___ Excerto fornecido ___

|
| O corso que descobriu Portugal
| Michel Giacometti nasceu em Ajaccio, Córsega, em Janeiro de 1929 e veio a falecer em Faro, em Novembro de 1990. Nesses 61 anos que durou a sua vida – tão breve para os seus amigos que profusamente criou, manteve e deixou em Portugal – mais de metade viveu-os no nosso País, numa permanente aventura de descoberta.
Não nos perguntamos o porquê dessa escolha de um francês – ele preferia apresentar-se como corso e insistia nisso, sugerindo-nos logo uma lição étnica e cultural que era facilmente assimilável, pois a sua pronúncia clássica de francófono não encobria o carácter mediterrânico que lhe transparecia no humor sarcástico e cortante, na afabilidade do trato, na imaginação pouco dada ao raciocínio abstracto, na modéstia que nunca alardeava os seus títulos académicos, mas que se rompia ao contar os episódios de uma recolha de canções, de uma viagem duríssima através da paisagem lusa que o encantava.
Se insistíssemos, saberíamos que se licenciara na Sorbonne, em Paris, que fizera um doutoramento na Suécia. Mas o traço que o distinguia logo nas primeiras abordagens, era o de um profundo apego ao trabalho e de uma facilidade afectuosa com que estabelecia relações com o povo. Avesso ao populismo, tratava naturalmente, de igual para igual, o povo mais pequeno, ao mesmo tempo que sabia impor, também naturalmente, o respeito pelo trabalho que desenvolvia. Num barracão desolado onde se reuniam as vozes para um coro, o silêncio estabelecia-se rapidamente entre todos, quando ele anunciava «Vamos gravar».

___

Instruções e requisitos
Prossiga o texto sobre Michel Giacometti a partir da sua última frase.

___ Informação fornecida ___

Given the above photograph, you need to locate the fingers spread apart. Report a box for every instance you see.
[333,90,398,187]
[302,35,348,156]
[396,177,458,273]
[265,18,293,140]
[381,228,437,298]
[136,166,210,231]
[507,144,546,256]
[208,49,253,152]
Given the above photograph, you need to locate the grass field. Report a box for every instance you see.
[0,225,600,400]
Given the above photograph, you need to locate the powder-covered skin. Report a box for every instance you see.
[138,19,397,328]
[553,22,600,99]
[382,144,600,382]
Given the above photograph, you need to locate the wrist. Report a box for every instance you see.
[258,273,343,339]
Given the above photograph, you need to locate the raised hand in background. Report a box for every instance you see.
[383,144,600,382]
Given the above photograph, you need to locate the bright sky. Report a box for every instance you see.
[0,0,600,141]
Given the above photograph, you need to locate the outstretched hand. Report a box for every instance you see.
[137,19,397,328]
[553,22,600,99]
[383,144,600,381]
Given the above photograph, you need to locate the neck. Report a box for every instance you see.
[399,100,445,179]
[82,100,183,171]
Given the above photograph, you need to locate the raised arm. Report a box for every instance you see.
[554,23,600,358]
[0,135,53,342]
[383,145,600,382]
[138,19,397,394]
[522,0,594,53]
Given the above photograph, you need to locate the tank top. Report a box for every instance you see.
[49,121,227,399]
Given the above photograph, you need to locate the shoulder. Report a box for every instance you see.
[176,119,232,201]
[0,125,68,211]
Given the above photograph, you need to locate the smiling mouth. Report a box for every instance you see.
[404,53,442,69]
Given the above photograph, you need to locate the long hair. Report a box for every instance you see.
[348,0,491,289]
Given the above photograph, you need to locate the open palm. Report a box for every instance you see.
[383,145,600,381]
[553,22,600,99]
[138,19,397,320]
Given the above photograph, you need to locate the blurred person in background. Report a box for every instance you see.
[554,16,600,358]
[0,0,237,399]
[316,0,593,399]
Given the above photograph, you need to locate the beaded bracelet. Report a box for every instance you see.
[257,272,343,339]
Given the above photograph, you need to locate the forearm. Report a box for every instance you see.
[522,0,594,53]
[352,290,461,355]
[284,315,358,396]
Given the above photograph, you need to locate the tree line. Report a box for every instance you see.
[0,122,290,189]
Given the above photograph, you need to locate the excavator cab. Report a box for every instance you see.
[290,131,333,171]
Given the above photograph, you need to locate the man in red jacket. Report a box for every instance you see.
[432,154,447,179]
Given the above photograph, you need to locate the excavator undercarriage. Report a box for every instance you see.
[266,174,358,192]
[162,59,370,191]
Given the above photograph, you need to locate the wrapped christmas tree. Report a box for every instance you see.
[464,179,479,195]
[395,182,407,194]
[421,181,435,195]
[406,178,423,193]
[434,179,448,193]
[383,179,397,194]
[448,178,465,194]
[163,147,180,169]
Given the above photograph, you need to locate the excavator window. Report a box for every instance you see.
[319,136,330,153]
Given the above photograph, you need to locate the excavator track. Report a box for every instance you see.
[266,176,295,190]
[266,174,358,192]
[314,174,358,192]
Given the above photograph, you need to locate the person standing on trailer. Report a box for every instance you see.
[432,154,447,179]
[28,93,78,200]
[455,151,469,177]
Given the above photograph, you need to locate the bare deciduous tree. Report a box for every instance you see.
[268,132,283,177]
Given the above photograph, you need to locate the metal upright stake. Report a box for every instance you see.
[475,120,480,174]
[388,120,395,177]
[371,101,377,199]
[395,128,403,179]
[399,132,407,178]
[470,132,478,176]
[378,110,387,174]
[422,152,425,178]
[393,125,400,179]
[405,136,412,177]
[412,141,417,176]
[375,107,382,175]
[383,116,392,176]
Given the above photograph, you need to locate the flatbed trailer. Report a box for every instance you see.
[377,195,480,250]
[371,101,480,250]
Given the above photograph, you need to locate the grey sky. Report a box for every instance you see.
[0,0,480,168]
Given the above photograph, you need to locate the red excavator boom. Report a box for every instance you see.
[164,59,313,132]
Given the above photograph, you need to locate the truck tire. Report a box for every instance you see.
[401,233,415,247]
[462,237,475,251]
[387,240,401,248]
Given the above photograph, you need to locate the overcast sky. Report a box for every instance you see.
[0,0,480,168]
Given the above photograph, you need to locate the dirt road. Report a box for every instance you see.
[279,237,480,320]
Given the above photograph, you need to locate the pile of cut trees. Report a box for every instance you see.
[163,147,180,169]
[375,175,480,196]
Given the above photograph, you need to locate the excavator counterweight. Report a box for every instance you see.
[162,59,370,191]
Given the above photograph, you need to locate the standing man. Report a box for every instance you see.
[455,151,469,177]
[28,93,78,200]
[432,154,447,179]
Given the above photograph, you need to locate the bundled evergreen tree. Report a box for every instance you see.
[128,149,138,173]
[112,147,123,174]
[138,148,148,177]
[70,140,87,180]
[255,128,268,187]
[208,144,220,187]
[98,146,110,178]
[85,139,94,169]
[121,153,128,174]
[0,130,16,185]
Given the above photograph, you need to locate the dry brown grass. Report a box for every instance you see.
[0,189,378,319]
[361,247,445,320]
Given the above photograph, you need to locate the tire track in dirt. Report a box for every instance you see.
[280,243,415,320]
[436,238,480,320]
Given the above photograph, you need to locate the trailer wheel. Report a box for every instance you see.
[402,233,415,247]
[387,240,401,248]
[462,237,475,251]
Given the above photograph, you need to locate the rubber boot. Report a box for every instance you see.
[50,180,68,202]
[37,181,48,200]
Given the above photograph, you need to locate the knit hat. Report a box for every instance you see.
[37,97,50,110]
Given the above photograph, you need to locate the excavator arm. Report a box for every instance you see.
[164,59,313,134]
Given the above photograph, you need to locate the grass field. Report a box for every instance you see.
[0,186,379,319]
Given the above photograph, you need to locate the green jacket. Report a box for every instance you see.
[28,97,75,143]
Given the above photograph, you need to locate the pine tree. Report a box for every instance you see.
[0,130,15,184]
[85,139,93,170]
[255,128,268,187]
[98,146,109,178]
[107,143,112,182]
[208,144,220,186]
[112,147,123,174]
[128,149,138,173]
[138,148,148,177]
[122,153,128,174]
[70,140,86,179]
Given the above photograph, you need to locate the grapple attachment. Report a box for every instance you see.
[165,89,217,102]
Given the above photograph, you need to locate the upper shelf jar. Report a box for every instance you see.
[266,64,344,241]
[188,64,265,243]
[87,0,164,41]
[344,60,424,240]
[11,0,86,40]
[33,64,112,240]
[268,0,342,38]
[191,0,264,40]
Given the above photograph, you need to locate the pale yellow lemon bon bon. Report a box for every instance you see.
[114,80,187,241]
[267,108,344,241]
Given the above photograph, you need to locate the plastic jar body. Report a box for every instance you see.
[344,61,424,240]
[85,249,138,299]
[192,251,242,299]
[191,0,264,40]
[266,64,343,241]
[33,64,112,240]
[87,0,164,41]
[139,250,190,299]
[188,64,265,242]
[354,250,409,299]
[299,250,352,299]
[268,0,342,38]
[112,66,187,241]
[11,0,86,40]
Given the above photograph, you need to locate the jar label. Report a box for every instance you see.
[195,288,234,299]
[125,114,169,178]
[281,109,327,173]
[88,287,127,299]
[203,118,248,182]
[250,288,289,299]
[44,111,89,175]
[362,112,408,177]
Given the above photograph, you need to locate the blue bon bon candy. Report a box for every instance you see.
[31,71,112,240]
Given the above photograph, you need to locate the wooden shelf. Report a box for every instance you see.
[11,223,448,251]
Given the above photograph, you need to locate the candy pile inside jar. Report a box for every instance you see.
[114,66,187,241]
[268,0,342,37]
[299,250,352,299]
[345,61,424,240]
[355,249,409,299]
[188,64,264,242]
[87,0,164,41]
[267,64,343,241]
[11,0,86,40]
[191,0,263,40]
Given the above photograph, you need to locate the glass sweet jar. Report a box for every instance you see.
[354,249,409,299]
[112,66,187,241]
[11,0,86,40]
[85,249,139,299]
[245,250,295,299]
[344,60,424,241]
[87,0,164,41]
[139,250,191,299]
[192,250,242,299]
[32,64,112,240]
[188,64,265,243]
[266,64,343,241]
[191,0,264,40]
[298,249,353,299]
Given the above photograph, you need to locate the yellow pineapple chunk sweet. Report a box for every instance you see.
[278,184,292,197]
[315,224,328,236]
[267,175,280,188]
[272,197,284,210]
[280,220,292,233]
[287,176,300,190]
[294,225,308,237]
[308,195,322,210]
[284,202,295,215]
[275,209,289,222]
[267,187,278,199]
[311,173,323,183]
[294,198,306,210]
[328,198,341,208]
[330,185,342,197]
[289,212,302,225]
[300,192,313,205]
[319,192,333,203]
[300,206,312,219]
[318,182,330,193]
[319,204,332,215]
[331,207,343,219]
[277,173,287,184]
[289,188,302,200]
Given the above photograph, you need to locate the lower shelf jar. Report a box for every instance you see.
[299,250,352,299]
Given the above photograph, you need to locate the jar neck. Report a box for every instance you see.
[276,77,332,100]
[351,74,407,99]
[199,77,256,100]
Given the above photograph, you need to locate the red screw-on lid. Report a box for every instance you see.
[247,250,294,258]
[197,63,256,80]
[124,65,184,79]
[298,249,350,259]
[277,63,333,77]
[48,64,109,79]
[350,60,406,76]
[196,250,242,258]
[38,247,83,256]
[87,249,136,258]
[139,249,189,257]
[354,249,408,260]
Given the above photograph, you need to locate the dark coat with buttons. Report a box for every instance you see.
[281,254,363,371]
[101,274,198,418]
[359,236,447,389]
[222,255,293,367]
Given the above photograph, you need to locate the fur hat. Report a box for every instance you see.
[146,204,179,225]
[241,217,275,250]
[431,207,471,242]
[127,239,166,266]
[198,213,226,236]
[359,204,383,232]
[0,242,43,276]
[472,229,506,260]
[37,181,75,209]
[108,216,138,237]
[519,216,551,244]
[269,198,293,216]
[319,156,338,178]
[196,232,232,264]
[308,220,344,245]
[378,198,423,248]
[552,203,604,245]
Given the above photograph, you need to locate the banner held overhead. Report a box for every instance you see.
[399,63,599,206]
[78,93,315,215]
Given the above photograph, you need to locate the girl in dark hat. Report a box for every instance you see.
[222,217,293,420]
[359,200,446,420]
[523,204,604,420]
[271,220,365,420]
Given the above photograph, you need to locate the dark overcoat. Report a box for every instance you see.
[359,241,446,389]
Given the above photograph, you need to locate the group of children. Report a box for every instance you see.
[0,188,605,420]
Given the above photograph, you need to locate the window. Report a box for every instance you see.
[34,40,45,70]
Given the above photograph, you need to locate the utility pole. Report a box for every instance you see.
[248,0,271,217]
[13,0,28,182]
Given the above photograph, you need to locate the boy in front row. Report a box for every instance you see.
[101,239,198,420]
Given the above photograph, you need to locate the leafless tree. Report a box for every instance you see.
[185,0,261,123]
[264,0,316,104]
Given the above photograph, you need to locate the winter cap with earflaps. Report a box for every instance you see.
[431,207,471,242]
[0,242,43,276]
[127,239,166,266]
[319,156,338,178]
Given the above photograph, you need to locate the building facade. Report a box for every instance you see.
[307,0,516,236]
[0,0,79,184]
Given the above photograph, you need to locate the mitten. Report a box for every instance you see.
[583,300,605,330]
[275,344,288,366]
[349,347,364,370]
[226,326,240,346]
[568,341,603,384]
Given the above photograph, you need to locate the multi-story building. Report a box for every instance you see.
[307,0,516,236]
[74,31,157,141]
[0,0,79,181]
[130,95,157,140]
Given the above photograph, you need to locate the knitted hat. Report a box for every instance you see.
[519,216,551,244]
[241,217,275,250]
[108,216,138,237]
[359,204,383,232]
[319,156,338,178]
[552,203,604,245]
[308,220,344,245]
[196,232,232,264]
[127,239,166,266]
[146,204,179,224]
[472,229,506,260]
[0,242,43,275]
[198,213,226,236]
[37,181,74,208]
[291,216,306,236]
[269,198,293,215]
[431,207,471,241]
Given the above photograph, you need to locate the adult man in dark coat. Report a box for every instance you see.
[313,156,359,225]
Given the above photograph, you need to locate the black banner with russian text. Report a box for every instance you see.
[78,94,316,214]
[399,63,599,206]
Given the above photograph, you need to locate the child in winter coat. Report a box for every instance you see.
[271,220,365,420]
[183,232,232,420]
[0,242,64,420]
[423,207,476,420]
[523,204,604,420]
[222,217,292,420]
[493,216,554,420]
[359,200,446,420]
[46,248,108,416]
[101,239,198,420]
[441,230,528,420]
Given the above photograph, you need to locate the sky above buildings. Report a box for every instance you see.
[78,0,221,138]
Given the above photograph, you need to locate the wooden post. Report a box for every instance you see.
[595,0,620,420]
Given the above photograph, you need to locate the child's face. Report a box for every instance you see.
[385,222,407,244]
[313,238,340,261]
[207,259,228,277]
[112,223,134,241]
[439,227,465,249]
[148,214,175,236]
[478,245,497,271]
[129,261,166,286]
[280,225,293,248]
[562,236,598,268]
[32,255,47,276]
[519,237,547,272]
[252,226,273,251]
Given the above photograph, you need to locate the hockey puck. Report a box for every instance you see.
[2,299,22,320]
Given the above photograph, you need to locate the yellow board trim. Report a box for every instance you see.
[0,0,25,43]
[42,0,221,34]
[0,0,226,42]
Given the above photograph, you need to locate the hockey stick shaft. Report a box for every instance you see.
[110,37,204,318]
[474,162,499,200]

___

Resultado final
E as vozes desatavam-se então, e vibravam, e erguiam-se da terra e da história para que perdurassem e se registassem na memória e não se perdessem nas evoluções e revoluções da vida e do tempo.
Vozes dos princípios
Fiquemo-nos então pelo mistério dessa escolha. Portugal por quê? Pouco importa. Dê-se de barato que o itinerário que o trouxe, no trilho da mulher que conhecera em Paris e que voltara a Portugal, lhe fez deparar com um país siderado no tempo anacrónico do fascismo, onde perduravam nos campos antigas relações de produção, onde o atraso impunha ainda o uso de velhas alfaias, onde as vozes transportavam ainda canções e modas antigas. Profundo conhecedor da etnologia europeia e das ligações que unem os povos num tronco comum de antigos mitos, lendas e costumes, Giacometti terá encontrado nestas terras do ocidente europeu – a face da Europa, como lhe chamava Camões – um terreno virgem a desbravar.
Tratava-se de um terreno duro de conquistar. Com aldeias e povos isolados, sem meios de comunicação fácil, estradas arruinadas ou incipientes, trilhos pedregosos, lonjuras num país tão pequeno. Em finais dos anos 50, o jovem Michel encetou a viagem. Começando pelo princípio.
É assim que descobre Rio de Onor, aldeia do extremo Norte de Trás-os-Montes, onde perdura o comunismo primitivo, com tarefas colectivas indicadas e partilhadas por todos os vizinhos, com as suas punições decididas em plenário e registadas numa vara. A pé ou no dorso de um burro ou de uma mula que lhe transporta os instrumentos de trabalho, o precioso gravador profissional, pesadíssimo no seu estojo de couro, a bela e dispendiosa máquina fotográfica em que registou imagens desconhecidas nos centros urbanos do litoral – um espigueiro, trabalhos agrícolas, alfaias e, sobretudo, gente, velhos sobretudo, a pele sulcada pelas rugas impressas do tempo que passa acidamente, e jovens que se vão tornando mais raros na paisagem, que a emigração está aí a desertificar o País – a viagem demora-se.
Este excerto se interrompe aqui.